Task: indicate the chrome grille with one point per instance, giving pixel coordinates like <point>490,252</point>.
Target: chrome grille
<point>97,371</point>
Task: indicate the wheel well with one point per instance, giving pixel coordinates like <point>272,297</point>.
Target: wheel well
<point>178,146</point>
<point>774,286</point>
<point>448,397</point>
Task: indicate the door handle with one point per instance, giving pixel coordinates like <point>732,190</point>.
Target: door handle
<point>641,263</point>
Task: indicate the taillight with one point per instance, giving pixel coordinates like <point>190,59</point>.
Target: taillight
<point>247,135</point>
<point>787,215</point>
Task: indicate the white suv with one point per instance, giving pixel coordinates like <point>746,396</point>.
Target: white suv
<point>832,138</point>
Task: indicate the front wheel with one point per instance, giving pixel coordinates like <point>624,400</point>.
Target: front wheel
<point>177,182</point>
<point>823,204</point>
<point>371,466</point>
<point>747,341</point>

INSTRUCTIONS TO FOLLOW ->
Revise the entries above by replacing every "indicate" with "mark", leaving everything else unchanged.

SOLUTION TO THE EXERCISE ->
Task: mark the chrome grille with one point per instance, giving pixel coordinates like <point>490,252</point>.
Target: chrome grille
<point>97,371</point>
Task: mark the wheel well with one point per instance, giving pixel coordinates like <point>272,297</point>.
Target: wheel well
<point>178,146</point>
<point>774,286</point>
<point>448,397</point>
Task: mark the door handle with one point per instance, giving pixel coordinates like <point>732,190</point>.
Target: door handle
<point>641,263</point>
Task: mark the taillight with one point per instance, giving pixel coordinates like <point>190,59</point>.
Target: taillight
<point>247,135</point>
<point>787,215</point>
Task: mark the white suv with one point per instance, giving pixel coordinates like <point>746,396</point>.
Target: white suv
<point>832,138</point>
Task: mark the front wheel with one point per instance, giving pixel coordinates like <point>624,400</point>.
Target: front wheel
<point>177,182</point>
<point>823,204</point>
<point>371,466</point>
<point>747,341</point>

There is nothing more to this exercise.